Exercise details: Copy out every line of the data where the word "gets" is found.

Source records:
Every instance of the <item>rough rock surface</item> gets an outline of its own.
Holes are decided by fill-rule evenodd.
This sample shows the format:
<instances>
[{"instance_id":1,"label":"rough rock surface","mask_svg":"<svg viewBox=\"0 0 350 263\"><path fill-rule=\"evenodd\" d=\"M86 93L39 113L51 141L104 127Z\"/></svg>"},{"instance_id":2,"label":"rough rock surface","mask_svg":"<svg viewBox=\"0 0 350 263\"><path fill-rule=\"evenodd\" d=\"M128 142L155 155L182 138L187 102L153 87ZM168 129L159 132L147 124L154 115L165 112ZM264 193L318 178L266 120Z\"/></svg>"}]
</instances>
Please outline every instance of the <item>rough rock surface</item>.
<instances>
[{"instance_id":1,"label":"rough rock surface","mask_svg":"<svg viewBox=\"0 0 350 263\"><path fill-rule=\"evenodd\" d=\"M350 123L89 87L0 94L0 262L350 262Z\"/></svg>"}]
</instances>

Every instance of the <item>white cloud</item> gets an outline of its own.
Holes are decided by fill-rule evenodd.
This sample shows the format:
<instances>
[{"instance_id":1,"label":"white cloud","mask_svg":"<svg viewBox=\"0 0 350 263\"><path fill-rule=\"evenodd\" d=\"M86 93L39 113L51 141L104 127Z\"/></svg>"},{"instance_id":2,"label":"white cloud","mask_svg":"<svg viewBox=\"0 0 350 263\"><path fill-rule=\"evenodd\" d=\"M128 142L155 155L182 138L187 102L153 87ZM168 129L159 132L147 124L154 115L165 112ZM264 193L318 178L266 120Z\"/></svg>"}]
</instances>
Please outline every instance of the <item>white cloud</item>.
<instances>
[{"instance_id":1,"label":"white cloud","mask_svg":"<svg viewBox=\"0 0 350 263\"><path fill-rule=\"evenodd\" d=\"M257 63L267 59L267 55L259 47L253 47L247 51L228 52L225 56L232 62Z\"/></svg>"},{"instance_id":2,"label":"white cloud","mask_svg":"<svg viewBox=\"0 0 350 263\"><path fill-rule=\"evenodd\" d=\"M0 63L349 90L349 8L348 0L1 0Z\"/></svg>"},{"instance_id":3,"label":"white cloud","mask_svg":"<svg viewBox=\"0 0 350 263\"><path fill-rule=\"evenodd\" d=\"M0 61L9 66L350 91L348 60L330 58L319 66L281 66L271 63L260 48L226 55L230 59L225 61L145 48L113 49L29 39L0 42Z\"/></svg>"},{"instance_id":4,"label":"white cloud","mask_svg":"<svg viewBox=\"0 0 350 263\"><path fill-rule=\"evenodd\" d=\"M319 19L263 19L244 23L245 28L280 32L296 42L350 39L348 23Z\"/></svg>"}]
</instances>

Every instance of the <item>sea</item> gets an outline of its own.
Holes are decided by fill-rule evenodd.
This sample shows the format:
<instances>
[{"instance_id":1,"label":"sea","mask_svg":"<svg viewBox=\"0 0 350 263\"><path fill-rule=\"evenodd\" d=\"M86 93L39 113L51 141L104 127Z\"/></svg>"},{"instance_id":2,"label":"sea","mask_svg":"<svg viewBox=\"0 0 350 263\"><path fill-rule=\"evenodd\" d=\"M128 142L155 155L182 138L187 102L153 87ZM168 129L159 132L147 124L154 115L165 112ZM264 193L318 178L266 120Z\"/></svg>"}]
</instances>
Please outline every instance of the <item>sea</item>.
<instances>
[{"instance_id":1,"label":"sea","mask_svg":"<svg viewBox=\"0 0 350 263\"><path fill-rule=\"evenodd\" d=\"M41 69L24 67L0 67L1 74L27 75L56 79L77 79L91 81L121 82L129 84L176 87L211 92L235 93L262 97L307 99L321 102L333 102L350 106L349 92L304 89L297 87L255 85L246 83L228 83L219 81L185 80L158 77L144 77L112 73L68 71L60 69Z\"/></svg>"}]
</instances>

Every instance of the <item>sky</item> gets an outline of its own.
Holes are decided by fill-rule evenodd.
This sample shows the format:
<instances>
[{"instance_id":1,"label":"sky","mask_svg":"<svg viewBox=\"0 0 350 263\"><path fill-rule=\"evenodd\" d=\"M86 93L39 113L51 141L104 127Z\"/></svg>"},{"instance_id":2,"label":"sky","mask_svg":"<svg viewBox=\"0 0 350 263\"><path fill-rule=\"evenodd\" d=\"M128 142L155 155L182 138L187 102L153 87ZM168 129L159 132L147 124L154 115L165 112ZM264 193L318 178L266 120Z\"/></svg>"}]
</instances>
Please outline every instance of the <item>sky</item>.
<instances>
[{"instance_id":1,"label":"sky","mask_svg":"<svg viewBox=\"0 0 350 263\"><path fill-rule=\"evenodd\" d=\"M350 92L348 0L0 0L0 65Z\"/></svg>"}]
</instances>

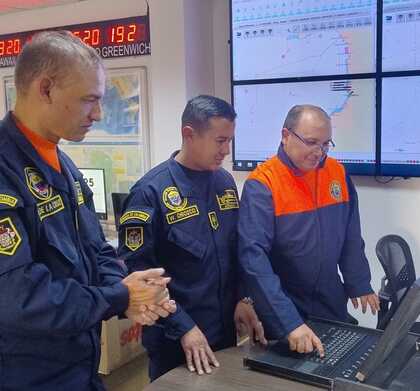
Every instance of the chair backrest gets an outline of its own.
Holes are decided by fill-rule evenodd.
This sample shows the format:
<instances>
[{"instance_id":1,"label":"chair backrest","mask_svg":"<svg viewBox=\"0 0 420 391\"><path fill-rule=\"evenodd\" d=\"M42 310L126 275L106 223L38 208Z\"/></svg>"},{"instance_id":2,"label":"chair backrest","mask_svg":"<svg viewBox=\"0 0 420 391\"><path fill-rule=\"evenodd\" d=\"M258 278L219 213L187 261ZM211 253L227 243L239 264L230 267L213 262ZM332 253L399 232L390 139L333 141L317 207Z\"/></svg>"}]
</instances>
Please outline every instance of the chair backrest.
<instances>
[{"instance_id":1,"label":"chair backrest","mask_svg":"<svg viewBox=\"0 0 420 391\"><path fill-rule=\"evenodd\" d=\"M122 215L124 201L128 197L127 193L112 193L112 207L114 208L114 218L115 218L115 228L117 229L120 226L120 217Z\"/></svg>"},{"instance_id":2,"label":"chair backrest","mask_svg":"<svg viewBox=\"0 0 420 391\"><path fill-rule=\"evenodd\" d=\"M376 245L376 256L385 271L379 292L381 311L377 328L384 329L407 289L416 280L413 257L407 242L398 235L386 235Z\"/></svg>"}]
</instances>

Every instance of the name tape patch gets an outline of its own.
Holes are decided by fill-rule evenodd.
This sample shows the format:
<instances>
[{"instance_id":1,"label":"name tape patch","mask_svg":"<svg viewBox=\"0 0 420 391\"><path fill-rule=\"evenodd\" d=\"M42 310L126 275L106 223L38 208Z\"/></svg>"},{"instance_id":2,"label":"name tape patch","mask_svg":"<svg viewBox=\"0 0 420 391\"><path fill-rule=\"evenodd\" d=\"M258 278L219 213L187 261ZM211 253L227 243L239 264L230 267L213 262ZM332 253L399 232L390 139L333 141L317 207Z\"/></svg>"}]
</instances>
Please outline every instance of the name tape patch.
<instances>
[{"instance_id":1,"label":"name tape patch","mask_svg":"<svg viewBox=\"0 0 420 391\"><path fill-rule=\"evenodd\" d=\"M61 198L60 194L57 194L50 200L40 202L39 204L37 204L37 208L38 216L42 221L46 217L52 216L64 209L63 199Z\"/></svg>"},{"instance_id":2,"label":"name tape patch","mask_svg":"<svg viewBox=\"0 0 420 391\"><path fill-rule=\"evenodd\" d=\"M166 215L166 221L168 224L175 224L179 221L190 219L194 216L198 216L200 212L198 211L197 205L191 205L188 208L177 212L171 212Z\"/></svg>"}]
</instances>

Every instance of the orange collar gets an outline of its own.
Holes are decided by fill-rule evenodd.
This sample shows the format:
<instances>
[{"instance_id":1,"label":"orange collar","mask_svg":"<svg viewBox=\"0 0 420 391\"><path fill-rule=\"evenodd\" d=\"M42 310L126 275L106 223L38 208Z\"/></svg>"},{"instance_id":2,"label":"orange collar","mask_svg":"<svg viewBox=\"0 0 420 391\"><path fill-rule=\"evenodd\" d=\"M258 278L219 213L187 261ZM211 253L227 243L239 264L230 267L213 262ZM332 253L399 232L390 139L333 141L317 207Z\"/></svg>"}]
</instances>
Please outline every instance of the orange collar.
<instances>
[{"instance_id":1,"label":"orange collar","mask_svg":"<svg viewBox=\"0 0 420 391\"><path fill-rule=\"evenodd\" d=\"M20 122L15 115L13 119L16 122L16 126L19 130L25 135L28 141L32 144L41 158L54 170L61 173L60 161L58 160L57 153L57 144L41 137L39 134L35 133L33 130L26 127L22 122Z\"/></svg>"}]
</instances>

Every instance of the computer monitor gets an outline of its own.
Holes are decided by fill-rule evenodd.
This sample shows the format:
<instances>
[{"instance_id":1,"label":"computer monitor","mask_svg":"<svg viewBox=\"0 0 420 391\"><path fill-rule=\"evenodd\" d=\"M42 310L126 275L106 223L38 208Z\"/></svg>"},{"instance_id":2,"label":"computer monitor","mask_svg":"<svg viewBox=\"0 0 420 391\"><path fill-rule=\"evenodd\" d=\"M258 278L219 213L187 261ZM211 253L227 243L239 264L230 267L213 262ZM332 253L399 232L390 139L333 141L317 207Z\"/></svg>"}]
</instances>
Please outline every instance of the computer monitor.
<instances>
[{"instance_id":1,"label":"computer monitor","mask_svg":"<svg viewBox=\"0 0 420 391\"><path fill-rule=\"evenodd\" d=\"M311 103L321 106L331 117L336 147L329 155L345 163L349 174L373 174L375 88L374 79L234 86L238 114L234 168L249 170L273 156L289 109L296 104Z\"/></svg>"},{"instance_id":2,"label":"computer monitor","mask_svg":"<svg viewBox=\"0 0 420 391\"><path fill-rule=\"evenodd\" d=\"M420 76L382 80L381 174L420 176Z\"/></svg>"},{"instance_id":3,"label":"computer monitor","mask_svg":"<svg viewBox=\"0 0 420 391\"><path fill-rule=\"evenodd\" d=\"M102 168L79 168L83 179L93 192L93 203L99 219L107 220L105 170Z\"/></svg>"}]
</instances>

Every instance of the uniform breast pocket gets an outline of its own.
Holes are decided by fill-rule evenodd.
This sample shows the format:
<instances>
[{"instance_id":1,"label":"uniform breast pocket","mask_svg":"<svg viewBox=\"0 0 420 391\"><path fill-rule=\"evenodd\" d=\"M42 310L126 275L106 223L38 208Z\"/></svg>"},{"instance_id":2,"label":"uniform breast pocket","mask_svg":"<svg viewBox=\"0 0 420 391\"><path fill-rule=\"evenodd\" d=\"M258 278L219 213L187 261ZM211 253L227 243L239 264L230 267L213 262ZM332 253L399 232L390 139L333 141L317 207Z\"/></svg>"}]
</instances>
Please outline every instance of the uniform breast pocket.
<instances>
[{"instance_id":1,"label":"uniform breast pocket","mask_svg":"<svg viewBox=\"0 0 420 391\"><path fill-rule=\"evenodd\" d=\"M165 257L171 274L182 274L184 279L196 280L205 267L207 243L178 227L171 227L168 233L169 245Z\"/></svg>"},{"instance_id":2,"label":"uniform breast pocket","mask_svg":"<svg viewBox=\"0 0 420 391\"><path fill-rule=\"evenodd\" d=\"M47 246L42 246L37 254L38 261L46 264L55 278L73 276L80 264L76 245L49 222L43 227Z\"/></svg>"}]
</instances>

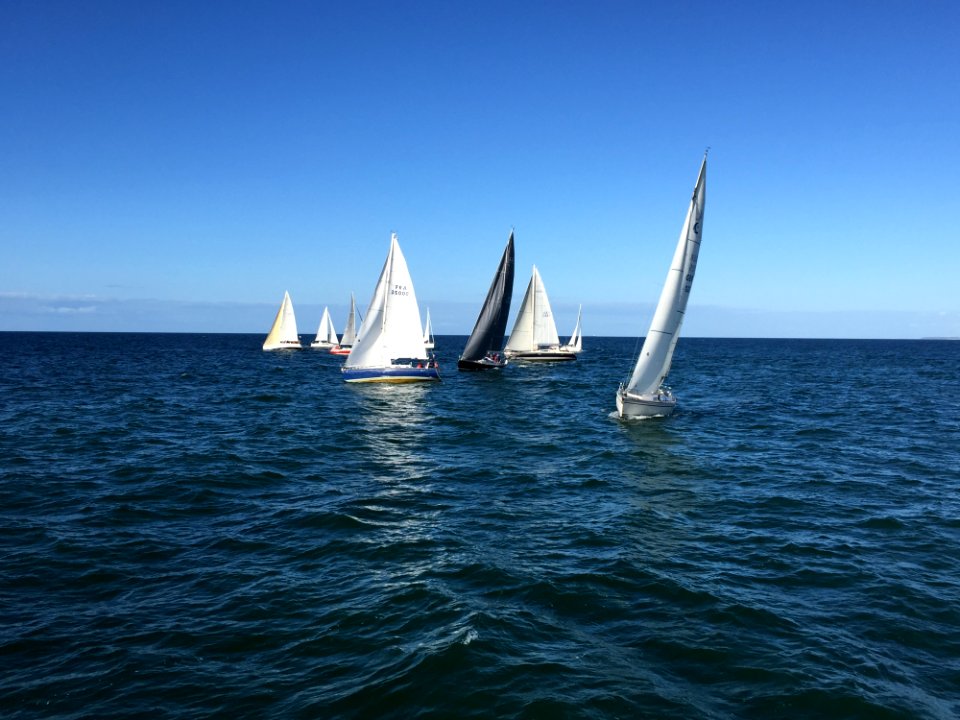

Reply:
Every instance of the <item>rough rock surface</item> gets an outline of its own.
Every instance of the <item>white cloud</item> gets an outline of its own.
Every instance of the <item>sea</item> gets an outline of its own.
Every instance of the <item>sky</item> gets an outline of its own.
Every instance of the chair backrest gets an outline of its own.
Every instance of the name tape patch gets an outline of its own.
Every instance of the orange collar gets an outline of its own.
Every instance of the computer monitor gets an outline of its own.
Every instance of the uniform breast pocket gets an outline of its own.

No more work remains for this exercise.